RECORDS PROVIDED:

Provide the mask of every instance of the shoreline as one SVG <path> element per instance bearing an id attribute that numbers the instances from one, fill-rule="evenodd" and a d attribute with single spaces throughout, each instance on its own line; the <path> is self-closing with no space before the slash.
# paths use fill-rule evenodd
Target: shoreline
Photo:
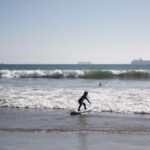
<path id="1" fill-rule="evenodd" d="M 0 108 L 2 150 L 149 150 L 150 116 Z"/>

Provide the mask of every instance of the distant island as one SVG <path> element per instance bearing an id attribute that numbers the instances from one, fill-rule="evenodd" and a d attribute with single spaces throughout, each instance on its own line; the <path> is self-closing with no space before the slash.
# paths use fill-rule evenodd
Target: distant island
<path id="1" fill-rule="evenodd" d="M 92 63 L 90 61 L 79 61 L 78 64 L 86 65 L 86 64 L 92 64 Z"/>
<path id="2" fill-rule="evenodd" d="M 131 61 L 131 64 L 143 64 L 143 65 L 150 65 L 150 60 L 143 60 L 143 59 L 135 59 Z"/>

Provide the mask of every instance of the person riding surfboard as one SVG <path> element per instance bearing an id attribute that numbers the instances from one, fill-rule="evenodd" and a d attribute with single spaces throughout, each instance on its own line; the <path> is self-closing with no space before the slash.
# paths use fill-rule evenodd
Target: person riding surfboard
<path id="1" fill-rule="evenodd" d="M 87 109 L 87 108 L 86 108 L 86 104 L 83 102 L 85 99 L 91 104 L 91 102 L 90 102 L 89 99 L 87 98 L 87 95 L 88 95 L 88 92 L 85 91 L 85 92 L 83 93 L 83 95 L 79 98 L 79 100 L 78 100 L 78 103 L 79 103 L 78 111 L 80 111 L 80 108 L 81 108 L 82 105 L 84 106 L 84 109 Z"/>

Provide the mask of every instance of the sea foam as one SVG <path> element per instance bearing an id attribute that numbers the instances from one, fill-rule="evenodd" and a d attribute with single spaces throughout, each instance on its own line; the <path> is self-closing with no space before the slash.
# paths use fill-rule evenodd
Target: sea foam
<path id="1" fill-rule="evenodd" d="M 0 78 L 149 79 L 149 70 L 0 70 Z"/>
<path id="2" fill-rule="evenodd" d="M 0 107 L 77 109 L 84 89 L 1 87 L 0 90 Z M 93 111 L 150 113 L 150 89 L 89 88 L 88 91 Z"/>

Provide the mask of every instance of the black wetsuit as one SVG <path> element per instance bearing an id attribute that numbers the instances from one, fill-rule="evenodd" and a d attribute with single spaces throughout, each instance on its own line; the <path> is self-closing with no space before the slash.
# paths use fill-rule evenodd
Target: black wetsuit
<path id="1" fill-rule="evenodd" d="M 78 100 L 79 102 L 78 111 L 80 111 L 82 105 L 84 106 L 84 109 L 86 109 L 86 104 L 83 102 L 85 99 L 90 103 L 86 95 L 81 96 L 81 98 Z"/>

WRITTEN TASK:
Rewrite the stretch of rows from the line containing "Provide the mask of every instance of the sea" through the end of the rows, swapping "sea foam" for "whitewater" and leaving everything else unchanged.

ANSWER TO THE TASK:
Provide the mask of every instance of the whitewater as one SVG <path> element per instance bearing an id attribute that numbers the instances from one, fill-rule="evenodd" and a d attribute with single spaces throughout, each instance on its own line; the <path> is self-closing with no space before the slash.
# paths use fill-rule evenodd
Target: whitewater
<path id="1" fill-rule="evenodd" d="M 0 78 L 149 79 L 149 70 L 0 70 Z"/>
<path id="2" fill-rule="evenodd" d="M 0 107 L 77 109 L 84 89 L 1 87 L 0 90 Z M 93 111 L 150 113 L 150 89 L 89 88 L 88 91 Z"/>

Provide the mask of every instance of the black wetsuit as one SVG <path> element per instance bearing an id attribute that numbers the instances from one, fill-rule="evenodd" and a d attribute with single spaces throughout, each instance on its own line; the <path> is self-closing with no space before the slash.
# paths use fill-rule evenodd
Target: black wetsuit
<path id="1" fill-rule="evenodd" d="M 78 100 L 79 102 L 78 111 L 80 111 L 82 105 L 84 106 L 84 109 L 86 109 L 86 104 L 83 102 L 85 99 L 90 103 L 86 95 L 81 96 L 81 98 Z"/>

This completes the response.